* [Problem]
Return the records as they stand. No picture is to be included.

* [Provided material]
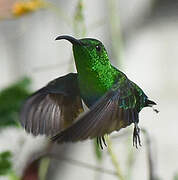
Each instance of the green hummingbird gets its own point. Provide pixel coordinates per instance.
(113, 100)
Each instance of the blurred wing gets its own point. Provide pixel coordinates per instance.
(53, 107)
(115, 110)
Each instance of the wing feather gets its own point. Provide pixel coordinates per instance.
(53, 107)
(115, 110)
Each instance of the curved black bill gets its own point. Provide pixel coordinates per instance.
(70, 39)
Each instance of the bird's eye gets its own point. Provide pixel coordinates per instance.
(98, 48)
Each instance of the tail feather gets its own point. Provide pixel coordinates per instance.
(151, 104)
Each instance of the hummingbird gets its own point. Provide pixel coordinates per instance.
(113, 101)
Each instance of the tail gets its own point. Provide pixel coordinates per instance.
(150, 103)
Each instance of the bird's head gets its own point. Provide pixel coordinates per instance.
(88, 52)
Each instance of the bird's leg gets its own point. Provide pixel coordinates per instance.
(136, 136)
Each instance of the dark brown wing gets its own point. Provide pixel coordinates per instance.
(52, 108)
(115, 110)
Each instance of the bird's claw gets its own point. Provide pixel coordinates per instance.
(136, 136)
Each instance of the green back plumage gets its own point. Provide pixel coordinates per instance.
(96, 75)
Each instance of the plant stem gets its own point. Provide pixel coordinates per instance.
(114, 159)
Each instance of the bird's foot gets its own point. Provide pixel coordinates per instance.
(155, 110)
(101, 141)
(136, 136)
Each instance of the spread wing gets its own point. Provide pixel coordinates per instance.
(117, 109)
(53, 107)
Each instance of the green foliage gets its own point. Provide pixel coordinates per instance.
(11, 99)
(5, 163)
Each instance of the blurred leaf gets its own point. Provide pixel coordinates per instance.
(175, 176)
(22, 7)
(11, 99)
(98, 151)
(31, 171)
(5, 163)
(13, 176)
(79, 20)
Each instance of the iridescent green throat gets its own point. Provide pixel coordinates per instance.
(95, 73)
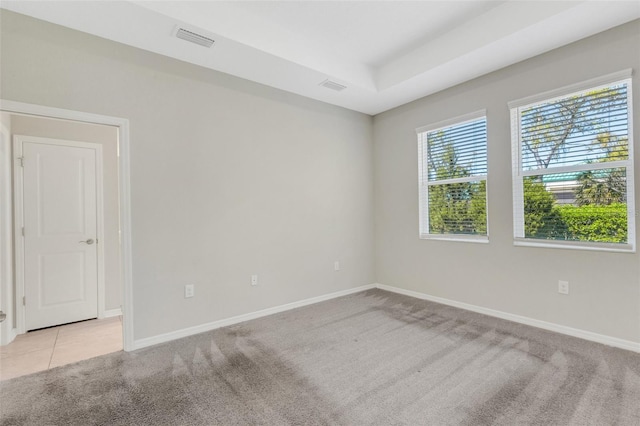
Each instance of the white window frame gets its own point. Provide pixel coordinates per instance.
(621, 77)
(423, 184)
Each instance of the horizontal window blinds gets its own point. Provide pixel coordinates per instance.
(453, 172)
(574, 172)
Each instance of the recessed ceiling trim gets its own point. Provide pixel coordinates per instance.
(329, 84)
(193, 37)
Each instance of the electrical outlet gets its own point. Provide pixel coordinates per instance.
(563, 287)
(189, 290)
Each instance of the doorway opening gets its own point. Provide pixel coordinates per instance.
(65, 252)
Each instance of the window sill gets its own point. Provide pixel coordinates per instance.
(574, 245)
(456, 237)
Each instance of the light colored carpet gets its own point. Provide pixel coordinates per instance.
(372, 358)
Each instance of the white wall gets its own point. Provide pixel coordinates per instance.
(228, 178)
(605, 287)
(106, 136)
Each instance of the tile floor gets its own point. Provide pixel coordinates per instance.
(52, 347)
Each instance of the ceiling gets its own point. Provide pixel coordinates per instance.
(386, 53)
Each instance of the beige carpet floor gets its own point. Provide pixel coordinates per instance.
(372, 358)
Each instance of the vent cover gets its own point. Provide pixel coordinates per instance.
(194, 37)
(333, 85)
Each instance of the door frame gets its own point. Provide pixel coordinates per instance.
(124, 191)
(19, 242)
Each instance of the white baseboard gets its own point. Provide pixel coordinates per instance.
(582, 334)
(185, 332)
(11, 335)
(113, 313)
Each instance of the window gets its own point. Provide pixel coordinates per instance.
(573, 166)
(453, 179)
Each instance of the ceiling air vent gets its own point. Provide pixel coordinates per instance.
(333, 85)
(194, 37)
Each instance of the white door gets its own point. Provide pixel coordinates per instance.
(60, 263)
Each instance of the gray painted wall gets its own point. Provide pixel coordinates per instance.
(106, 136)
(228, 178)
(605, 287)
(231, 178)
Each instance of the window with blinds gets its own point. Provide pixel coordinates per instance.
(453, 178)
(573, 168)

* [Result]
Each instance of the green hummingbird gets its own point. Provide pixel coordinates per instance.
(113, 100)
Each instance of the blurred wing gets its own point. Provide pixel coordinates per instance.
(53, 107)
(115, 110)
Each instance of the wing feather gets its own point. Provide pixel coordinates per instance.
(53, 107)
(115, 110)
Each instance of the curved black bill gets its own point. Provide pixel coordinates per instance.
(70, 39)
Each instance of the bird's eye gets its own point. Provide pixel coordinates per instance.
(98, 48)
Each instance of the tail feather gets its own point. Provide pixel coordinates per instance.
(151, 104)
Each instance of the hummingbird gets its own point. Provide pixel coordinates per instance.
(113, 101)
Each instance of the tail gets its own point. Provide pixel coordinates per instance.
(150, 103)
Each instance of the bird's head gets its own point. Provide pixel coordinates per instance.
(88, 52)
Each instance of the bird's leg gets its own point. Provide pixel coordinates per instance.
(136, 136)
Each instance of the dark brown wing gets its own point. Provide pixel coordinates per instance.
(52, 108)
(115, 110)
Each instance of the bird's claw gets its own point. Provide pixel coordinates per instance.
(136, 136)
Each instance of the green back plumage gets its own point. Provide pixel coordinates per instance.
(96, 75)
Each instance of the plant stem gets its own point. Provide pixel coordinates per instance.
(114, 159)
Each instance of the bird's foot gets its own point. Provide pixel coordinates per instance.
(155, 110)
(101, 141)
(136, 136)
Each instance of the spread wing gets its own point. Provide pixel coordinates per instance.
(117, 109)
(53, 107)
Each instance of the green foliage gets its own point. Provide pixel coordinates per instance.
(11, 99)
(5, 163)
Each instance of the blurred leaf gets its own point. Provide pixel coordinates per instance.
(175, 176)
(22, 7)
(11, 99)
(98, 151)
(31, 171)
(5, 163)
(13, 176)
(79, 20)
Each instance of the iridescent green throat gets its own point. Provide pixel coordinates per instance.
(95, 73)
Each instance of the white window frame gets its own point. Provide pixel coordinates per instance.
(621, 77)
(423, 184)
Each instance of the horizontal window blinds gets its own point. Provide pixel coordinates per instance.
(453, 172)
(574, 172)
Each instance of the recessed ceiling trim gets its own point. Provide pixel coordinates per instance.
(329, 84)
(193, 37)
Each instance of the electrical outlet gets its own point. Provide pixel coordinates per instance.
(563, 287)
(189, 290)
Each instance of the doorway opening gets its own point. Provide pixel coordinates per instance.
(65, 252)
Each instance of the window sill gets its own point. Provide pixel coordinates per instance.
(574, 245)
(456, 237)
Each instance of the light colored carpet gets its own point. Provide pixel coordinates per instance.
(372, 358)
Each instance of the white wall gets its own point. Provide pixel coordinates per instance.
(228, 178)
(605, 287)
(106, 136)
Each instance of the tile floor gets its own point. Provide pixel coordinates per instance.
(52, 347)
Each instance of the ceiling gets its own point. Provide pixel coordinates per instance.
(386, 53)
Each instance of the beige carpet floor gets its own point. Provide pixel coordinates per instance.
(372, 358)
Each instance of the vent cover gets its own point. Provide pixel coordinates per instance.
(194, 37)
(333, 85)
Each instance of the door frame gets its own point. Provide pixel coordinates per instance.
(124, 191)
(19, 242)
Each instance of the white baseboard gets its own point. Provide pixel coordinates per instance.
(582, 334)
(185, 332)
(11, 335)
(113, 313)
Each instance of the window gets its own point. Provide pixel coordinates per instance.
(573, 166)
(453, 179)
Each instance of the ceiling air vent gets its own point. Provide pixel coordinates per instance.
(333, 85)
(194, 37)
Each instance of the white door gets its own point. Provide pixel coordinates per instance.
(60, 263)
Each instance of the gray painted wall gets its own point. Provide pixel coordinates per instance.
(106, 136)
(228, 178)
(605, 287)
(231, 178)
Each instance of the window with blinds gets its own point. Provide pixel coordinates per instance.
(453, 178)
(573, 168)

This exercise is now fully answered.